### Set exercise 1
Identify every line in the rows below that contains the word "door", and copy each such line. Case counts.

Yes, there are plenty of available homes. The problem is that many Americans can simply no longer afford the prices. Only 17% of July survey respondents thought it was a good time to buy a home in July.

In contrast, 65% of survey respondents believed it was a good time to sell. The Federal Reserve Bank of Atlanta’s Home Ownership Affordability Monitor just confirms what prospective buyers are facing. Despite a slight drop in mortgage rates into the 6% range, home affordability remains a major hurdle for many Americans.

The latest reading with lagged May data showed a median mortgage payment for the median U.S. home at $2,977.

That payment represents nearly 44% of the median monthly U.S. income, and well above the conservative ratios for debt-to-income limits.

The data this summer indicates consumers and homebuyers were finally beginning to tap out. A recent poll conducted by the University of Houston Hobby School of Public Affairs and Texas Southern University showed that 90% of Texans surveyed think housing is too expensive, and 97% of Texas renters were strained by high rent payments. Homeowners listed utilities, insurance and home maintenance among their biggest financial strains.

This is not surprising considering the huge inflationary increases baked into housing over the last several years. Official U.S.

unemployment rose to 4.3% in July. It appears we are getting closer to the breaking point for the labor market.

For most of the year, the job market was hanging tough. The July employment report revealed things might not be as good as the massaged data was advertising. One month does not a trend make.

It will be interesting to see how the rest of the year shakes out. It’s no secret the Bureau of Labor Statistics does some pretty weird stuff to normalize the data. The real question is whether the BLS headline numbers reflect the true health of U.

S. labor market. Does the rise of multiple job holders make up for the loss of normal full-time employed Americans? I think it’s safe to say we’ll see more volatility through the end of the year.

Economic pundits will likely debate whether the economy is actually in a recession. Politicians will tout positive economic growth and growing payrolls. If you are in the market to sell a home, the recent rise in inventory deserves your attention.

Not only are you competing against new home builders (the professional sellers in the market), you now face competition from other existing sellers. We haven’t seen that picture in a while. Existing resale inventory has been largely absent for the past few years.

### Set exercise 2
According to the passage on home affordability, what share of survey respondents believed it was a good time to sell?

(Pointing dataset excerpts)
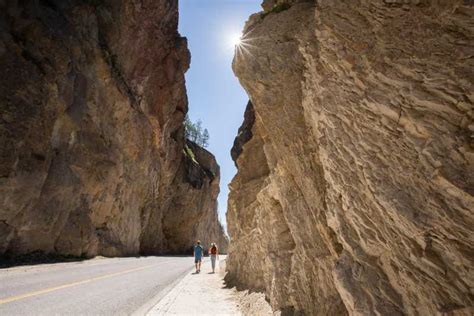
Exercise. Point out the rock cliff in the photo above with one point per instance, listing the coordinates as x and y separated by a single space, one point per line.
93 159
354 191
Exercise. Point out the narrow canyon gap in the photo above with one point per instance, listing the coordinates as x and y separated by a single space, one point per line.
355 160
92 158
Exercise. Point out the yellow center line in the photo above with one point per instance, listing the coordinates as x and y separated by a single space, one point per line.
52 289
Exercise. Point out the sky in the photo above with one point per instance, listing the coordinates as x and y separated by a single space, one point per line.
214 93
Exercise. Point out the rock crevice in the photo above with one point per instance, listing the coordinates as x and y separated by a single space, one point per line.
92 101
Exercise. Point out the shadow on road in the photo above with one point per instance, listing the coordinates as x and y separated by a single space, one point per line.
38 257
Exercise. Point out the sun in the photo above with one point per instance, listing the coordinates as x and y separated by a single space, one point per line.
235 39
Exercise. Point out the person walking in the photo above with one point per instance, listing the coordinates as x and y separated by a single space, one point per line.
198 253
214 253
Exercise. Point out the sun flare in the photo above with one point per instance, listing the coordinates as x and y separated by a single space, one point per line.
235 39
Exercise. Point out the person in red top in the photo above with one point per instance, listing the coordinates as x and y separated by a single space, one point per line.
214 253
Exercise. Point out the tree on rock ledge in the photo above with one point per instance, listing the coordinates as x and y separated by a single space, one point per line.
195 133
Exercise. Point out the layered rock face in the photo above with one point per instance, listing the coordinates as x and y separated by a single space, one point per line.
354 192
92 101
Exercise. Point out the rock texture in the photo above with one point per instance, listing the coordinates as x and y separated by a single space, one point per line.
354 193
92 102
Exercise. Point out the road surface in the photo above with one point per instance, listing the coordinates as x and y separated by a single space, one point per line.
108 286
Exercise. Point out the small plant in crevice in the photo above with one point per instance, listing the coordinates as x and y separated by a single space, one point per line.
195 133
189 152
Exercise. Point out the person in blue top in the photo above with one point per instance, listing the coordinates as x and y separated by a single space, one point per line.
198 253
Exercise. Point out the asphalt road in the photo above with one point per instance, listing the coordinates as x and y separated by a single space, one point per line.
108 286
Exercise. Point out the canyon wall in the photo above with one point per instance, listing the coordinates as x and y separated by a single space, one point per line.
354 191
92 157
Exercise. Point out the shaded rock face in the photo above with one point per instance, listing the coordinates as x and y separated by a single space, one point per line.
92 102
354 193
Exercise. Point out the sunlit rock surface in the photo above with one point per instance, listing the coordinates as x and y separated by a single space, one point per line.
92 158
354 191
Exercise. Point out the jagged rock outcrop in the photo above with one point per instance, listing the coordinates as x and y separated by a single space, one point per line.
354 194
92 102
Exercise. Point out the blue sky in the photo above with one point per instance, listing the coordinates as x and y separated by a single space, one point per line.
214 93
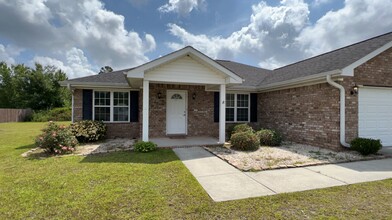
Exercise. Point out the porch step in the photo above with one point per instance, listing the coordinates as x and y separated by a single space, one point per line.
177 136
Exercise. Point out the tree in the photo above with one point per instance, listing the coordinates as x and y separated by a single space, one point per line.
38 88
105 69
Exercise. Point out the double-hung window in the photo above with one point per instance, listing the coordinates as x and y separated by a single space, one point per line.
237 107
111 106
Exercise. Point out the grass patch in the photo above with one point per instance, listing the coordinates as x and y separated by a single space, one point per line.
156 185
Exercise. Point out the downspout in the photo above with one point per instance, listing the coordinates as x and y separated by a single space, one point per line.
72 103
342 111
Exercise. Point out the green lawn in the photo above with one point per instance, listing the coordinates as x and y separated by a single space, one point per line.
151 186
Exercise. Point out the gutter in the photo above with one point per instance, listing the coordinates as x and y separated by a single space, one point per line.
72 103
342 111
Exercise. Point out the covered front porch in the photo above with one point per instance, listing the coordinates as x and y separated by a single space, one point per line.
183 95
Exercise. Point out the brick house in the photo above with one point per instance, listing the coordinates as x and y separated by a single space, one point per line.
326 100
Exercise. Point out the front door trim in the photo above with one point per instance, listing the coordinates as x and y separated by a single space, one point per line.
169 93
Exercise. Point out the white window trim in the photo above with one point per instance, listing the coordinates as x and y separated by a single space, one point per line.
235 107
112 104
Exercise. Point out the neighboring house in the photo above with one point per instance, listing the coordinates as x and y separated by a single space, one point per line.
324 101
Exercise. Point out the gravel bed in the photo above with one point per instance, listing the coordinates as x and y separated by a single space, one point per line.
286 156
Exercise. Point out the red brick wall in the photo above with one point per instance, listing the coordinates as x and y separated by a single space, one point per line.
375 72
200 110
306 115
78 105
310 114
114 130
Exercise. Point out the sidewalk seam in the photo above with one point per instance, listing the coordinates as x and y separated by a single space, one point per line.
260 183
327 176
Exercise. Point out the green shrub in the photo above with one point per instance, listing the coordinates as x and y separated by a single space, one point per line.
229 130
269 137
366 146
245 141
55 114
144 147
56 139
242 128
88 130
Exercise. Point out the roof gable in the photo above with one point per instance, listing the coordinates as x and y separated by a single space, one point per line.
140 71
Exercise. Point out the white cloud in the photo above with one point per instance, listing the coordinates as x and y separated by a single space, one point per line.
8 53
182 7
358 20
318 3
282 34
271 31
138 3
55 26
75 63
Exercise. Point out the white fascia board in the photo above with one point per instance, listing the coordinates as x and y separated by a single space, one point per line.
349 70
135 74
302 81
96 85
139 71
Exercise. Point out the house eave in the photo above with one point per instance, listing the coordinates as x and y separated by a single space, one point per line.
94 85
139 72
349 70
298 82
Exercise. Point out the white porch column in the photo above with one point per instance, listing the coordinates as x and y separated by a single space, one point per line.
146 91
222 114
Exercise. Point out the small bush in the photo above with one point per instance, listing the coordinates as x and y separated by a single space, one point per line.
144 147
245 141
229 130
56 139
55 114
269 137
242 128
366 146
88 130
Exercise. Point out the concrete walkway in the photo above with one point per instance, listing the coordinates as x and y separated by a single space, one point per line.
223 182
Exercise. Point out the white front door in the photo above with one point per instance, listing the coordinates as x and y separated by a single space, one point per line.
176 112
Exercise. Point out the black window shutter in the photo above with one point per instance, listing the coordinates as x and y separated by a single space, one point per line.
134 109
87 104
253 107
216 106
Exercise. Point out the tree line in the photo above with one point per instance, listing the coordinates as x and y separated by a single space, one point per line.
37 88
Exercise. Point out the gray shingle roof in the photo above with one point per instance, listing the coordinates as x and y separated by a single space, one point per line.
334 60
259 77
253 75
111 77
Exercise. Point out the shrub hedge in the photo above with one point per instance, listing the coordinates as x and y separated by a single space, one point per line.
55 114
245 141
88 130
366 146
242 128
56 139
144 147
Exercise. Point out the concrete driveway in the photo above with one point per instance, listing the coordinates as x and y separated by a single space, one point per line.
223 182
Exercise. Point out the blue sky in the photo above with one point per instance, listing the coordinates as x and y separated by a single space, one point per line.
80 36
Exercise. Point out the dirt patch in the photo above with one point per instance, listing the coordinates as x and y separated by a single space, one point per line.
286 156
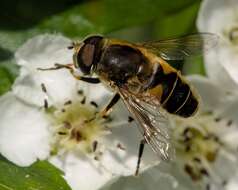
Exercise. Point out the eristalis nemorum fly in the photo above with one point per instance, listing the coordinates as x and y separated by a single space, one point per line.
142 78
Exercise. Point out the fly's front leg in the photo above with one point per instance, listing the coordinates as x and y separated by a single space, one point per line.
113 101
140 153
58 66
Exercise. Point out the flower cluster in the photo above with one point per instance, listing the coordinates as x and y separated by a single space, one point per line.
50 115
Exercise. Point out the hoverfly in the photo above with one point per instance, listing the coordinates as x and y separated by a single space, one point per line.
140 76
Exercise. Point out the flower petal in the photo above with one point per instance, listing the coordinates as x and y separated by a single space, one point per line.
24 135
210 93
220 17
82 172
42 52
122 148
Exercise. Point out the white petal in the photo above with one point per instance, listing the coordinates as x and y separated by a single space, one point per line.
96 92
233 183
82 172
43 51
228 108
24 135
123 161
216 71
220 17
216 15
210 93
149 180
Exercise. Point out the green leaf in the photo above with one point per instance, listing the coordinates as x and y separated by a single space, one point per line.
6 80
110 15
178 24
39 176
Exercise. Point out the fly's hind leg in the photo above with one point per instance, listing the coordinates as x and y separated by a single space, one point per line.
58 66
140 153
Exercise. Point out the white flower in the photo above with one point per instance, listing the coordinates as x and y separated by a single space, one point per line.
206 148
221 17
50 115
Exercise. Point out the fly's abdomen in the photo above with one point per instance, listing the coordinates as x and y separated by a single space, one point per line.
173 92
181 100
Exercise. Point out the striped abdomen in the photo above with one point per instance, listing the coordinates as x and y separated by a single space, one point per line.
174 93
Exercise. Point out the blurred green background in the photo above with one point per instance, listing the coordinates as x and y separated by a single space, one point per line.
135 20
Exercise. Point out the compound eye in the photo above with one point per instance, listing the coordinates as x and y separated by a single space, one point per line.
84 58
87 54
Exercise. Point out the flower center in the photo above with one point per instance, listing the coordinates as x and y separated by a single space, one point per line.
78 126
197 144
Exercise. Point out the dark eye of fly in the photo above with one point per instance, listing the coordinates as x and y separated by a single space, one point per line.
89 54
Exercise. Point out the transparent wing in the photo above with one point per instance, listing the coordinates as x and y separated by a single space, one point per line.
181 48
153 124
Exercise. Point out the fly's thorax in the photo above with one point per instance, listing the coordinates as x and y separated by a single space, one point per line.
120 63
87 56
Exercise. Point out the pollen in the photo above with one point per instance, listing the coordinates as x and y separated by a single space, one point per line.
197 145
77 125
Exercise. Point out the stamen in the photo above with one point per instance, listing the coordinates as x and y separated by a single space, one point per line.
83 100
43 88
233 35
119 145
80 92
95 144
46 104
94 104
68 102
130 119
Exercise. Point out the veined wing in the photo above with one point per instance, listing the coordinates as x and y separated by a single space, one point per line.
183 47
153 124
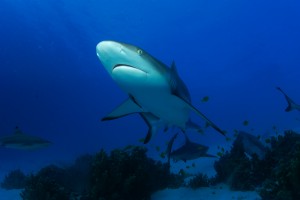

### Reply 1
Exercise. Point out the front door trim in the photo above with one point per instance, listing the coordinates as x and y separated by a single space, one point per line.
Exercise. Point out the white front door in the photo above with one point per instance, listing the coordinates as x and y separated by a single space, one point per line.

### Reply 2
65%